■ 文件內容:
**********

Sql-Server

在完全外連接中對多個列進行排序,可能包含 NULL

  • October 20, 2017

我正在嘗試將計劃與歷史記錄進行比較,以查看是否省略了步驟或是否包含了計劃外的步驟。正常的、計劃好的歷史項目以及異常情況旨在用於詳細報告。問題是,我在每個連接表中都有一列我需要進行排序,但由於full outer join我不能保證它們是not null,這會破壞排序。我將繼續一個簡化的範例,其中計劃對應於一個食譜:

Table: RecipeSteps

Id | RecipeId | Position | Message
----+----------+----------+----------------------------
50 |      123 |        1 | Wash vegetables
51 |      123 |        2 | Peel vegetables
52 |      123 |        3 | Cut meat
53 |      123 |        4 | Turn on stove
54 |      123 |        5 | Cook and stir it
55 |      123 |        6 | Turn off stove
----+----------+----------+----------------------------

…以及烹飪時實際步驟的歷史:

Table: History

Id | TimeStamp | Session | StepId | Message
----+-----------+---------+--------+-----------------------------
90 |  00:01:00 |     321 |   NULL | Chef entered kitchen
91 |  00:02:00 |     321 |     51 | Chef peeled vegetables
92 |  00:03:00 |     321 |     52 | Chef cut meat
93 |  00:04:00 |     321 |   NULL | Chef picked his nose
94 |  00:05:00 |     321 |     53 | Chef turned on stove
95 |  00:06:00 |     321 |     54 | Chef started cooking
96 |  00:10:00 |     321 |   NULL | Chef left kitchen
97 |  01:00:00 |     321 |   NULL | FIRE!

**********

■ 所附資料:
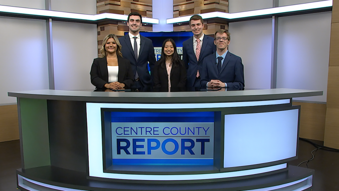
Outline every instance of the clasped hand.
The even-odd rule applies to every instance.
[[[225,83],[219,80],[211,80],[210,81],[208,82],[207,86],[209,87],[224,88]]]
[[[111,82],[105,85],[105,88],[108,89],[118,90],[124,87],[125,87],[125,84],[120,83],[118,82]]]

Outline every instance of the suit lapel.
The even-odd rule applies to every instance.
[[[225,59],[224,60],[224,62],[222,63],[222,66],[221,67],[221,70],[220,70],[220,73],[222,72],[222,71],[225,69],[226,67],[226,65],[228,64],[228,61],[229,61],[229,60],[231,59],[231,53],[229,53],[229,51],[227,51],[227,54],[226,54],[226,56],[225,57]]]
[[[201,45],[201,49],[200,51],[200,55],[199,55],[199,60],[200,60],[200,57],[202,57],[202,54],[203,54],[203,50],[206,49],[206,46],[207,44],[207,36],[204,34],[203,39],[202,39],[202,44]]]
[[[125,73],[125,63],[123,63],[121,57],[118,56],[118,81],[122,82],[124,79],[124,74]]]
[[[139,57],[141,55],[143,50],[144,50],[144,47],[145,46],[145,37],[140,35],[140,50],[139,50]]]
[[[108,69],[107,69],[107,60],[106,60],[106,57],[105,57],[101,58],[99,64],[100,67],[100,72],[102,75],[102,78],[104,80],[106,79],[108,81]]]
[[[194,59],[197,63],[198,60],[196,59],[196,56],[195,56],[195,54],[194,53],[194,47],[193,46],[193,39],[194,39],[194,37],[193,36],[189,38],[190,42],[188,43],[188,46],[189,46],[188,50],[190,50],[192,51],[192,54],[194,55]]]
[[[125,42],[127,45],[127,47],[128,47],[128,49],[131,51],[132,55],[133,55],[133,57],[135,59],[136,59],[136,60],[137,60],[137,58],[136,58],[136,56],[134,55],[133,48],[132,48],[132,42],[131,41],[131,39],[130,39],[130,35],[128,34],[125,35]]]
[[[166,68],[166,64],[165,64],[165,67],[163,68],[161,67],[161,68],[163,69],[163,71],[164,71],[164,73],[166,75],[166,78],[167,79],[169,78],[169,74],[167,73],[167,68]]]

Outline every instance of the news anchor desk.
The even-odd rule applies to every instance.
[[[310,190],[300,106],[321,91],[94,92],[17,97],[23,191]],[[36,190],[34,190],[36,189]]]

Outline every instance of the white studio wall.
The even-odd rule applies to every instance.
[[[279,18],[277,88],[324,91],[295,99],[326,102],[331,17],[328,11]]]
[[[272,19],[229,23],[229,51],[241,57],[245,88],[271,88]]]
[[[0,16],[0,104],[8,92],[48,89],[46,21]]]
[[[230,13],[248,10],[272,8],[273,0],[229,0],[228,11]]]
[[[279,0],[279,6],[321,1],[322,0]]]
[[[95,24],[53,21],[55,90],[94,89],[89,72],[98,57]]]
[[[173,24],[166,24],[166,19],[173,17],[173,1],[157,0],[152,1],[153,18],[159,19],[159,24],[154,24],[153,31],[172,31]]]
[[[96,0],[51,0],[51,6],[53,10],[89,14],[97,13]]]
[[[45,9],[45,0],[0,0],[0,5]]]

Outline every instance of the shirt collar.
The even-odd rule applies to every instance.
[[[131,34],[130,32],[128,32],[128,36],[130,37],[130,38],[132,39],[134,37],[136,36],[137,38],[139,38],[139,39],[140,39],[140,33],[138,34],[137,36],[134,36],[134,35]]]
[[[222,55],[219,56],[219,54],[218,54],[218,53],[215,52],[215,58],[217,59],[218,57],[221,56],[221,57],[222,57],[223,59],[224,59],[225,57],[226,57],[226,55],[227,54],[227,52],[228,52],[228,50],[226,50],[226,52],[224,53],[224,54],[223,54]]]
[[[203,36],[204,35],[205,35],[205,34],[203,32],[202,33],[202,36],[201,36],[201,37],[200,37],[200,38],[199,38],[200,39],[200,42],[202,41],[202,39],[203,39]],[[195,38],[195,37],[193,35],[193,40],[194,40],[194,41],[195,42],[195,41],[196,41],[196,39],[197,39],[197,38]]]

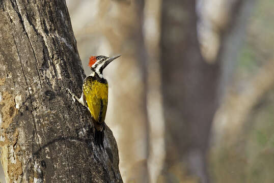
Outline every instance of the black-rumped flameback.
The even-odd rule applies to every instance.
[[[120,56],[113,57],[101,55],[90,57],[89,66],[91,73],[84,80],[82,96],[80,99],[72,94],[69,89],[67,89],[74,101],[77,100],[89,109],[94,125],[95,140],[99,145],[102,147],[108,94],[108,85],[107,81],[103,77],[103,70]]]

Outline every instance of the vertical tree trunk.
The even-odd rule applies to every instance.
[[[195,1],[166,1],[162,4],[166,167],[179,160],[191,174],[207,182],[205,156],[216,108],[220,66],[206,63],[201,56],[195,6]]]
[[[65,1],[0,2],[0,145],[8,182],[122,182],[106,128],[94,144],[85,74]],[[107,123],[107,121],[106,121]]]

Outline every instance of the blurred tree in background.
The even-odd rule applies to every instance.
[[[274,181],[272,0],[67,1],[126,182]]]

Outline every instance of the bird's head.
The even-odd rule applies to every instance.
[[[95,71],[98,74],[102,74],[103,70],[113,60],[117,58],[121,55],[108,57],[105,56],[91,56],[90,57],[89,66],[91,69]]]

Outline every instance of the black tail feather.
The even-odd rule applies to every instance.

**********

■ 你的任務: 把文件內容中從「Table: History」到「NULL | FIRE!」這一段一字不差地複製出來。

■ 結果:
Table: History

Id | TimeStamp | Session | StepId | Message
----+-----------+---------+--------+-----------------------------
90 |  00:01:00 |     321 |   NULL | Chef entered kitchen
91 |  00:02:00 |     321 |     51 | Chef peeled vegetables
92 |  00:03:00 |     321 |     52 | Chef cut meat
93 |  00:04:00 |     321 |   NULL | Chef picked his nose
94 |  00:05:00 |     321 |     53 | Chef turned on stove
95 |  00:06:00 |     321 |     54 | Chef started cooking
96 |  00:10:00 |     321 |   NULL | Chef left kitchen
97 |  01:00:00 |     321 |   NULL | FIRE!